* _What the exercise asks_: Summarize the passage on deep and shallow knowledge in two sentences.

* _Passage_:
We can contrast shallow knowledge with deep knowledge. A student with deep knowledge knows more about the subject, and the pieces of knowledge are more richly interconnected.The student understands not just the parts but also the whole. This understanding allows the student to apply the knowledge in many different contexts, to talk about it in different ways, to imagine how the system as a whole would change if one part of it changed, and so forth. A student with deep knowledge of Cavalier poetry would be able to recognize elements of Cavalier ideals in other literatures, such as ancient Chinese poetry, even though the two forms seem very different on the surface. In addition, the student would be able to consider what-if questions, such as “What might Cavalier poetry have been like if the political situation in England had changed?” They can think through this sort of question because the pieces of their knowledge are so densely interconnected. They are interrelated like the parts of a machine, and the what-if question suggests the replacement of one part with another. Students with deep knowledge can predict how the machine would operate if one part were to be changed. 

Obviously teachers want their students to have deep knowledge, and most teachers try to instill it.Why then would students end up with shallow knowledge? One obvious reason is that a student just might not be paying attention to the lesson.The mention of “rosebuds” makes a student think about the time she fell off her Razor Scooter into the neighbor’s rose bush, and the rest of the poem is lost on her.There are other, less obvious reasons that students might end up with shallow knowledge.

* _Recorded information_:
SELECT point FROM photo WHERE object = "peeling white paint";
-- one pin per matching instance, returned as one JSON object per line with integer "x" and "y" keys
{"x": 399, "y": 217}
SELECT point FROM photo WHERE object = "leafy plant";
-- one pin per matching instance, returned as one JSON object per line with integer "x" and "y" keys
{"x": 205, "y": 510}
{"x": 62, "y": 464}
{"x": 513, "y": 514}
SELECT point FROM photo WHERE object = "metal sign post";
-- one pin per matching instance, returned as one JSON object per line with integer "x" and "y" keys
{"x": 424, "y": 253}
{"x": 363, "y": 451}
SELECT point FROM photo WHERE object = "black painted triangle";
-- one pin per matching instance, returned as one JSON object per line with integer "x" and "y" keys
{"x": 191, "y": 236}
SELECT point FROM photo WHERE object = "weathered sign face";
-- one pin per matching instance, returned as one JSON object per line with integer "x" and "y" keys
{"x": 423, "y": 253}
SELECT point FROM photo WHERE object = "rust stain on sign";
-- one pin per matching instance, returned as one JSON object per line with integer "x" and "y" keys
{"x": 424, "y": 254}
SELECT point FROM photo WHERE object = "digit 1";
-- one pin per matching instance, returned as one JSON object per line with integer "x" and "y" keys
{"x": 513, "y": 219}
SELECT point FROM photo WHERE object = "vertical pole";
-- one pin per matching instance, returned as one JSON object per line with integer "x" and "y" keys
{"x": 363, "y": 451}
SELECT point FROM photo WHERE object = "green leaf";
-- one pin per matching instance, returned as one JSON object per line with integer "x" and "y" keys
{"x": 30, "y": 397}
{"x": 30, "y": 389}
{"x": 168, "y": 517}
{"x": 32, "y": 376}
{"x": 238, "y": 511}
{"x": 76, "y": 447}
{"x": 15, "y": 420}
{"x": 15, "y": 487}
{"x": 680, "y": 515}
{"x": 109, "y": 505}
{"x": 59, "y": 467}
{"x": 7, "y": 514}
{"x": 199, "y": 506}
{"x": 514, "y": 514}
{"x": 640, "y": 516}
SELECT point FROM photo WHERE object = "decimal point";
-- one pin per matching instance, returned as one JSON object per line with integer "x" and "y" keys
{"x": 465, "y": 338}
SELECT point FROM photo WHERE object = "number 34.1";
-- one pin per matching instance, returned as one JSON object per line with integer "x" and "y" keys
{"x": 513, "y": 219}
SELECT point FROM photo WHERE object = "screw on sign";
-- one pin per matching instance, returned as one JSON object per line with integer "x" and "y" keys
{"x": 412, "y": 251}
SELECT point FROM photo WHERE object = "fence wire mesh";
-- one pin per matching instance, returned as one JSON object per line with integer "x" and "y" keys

* _Task solution_: A student with deep knowledge knows more about a subject and understands how its richly interconnected parts form a whole, which allows the student to apply that knowledge in many contexts and to reason through what-if questions, such as how Cavalier poetry might have differed if the political situation in England had changed. Although teachers want their students to have deep knowledge and try to instill it, students can still end up with shallow knowledge, one obvious reason being inattention to the lesson, though there are less obvious reasons as well.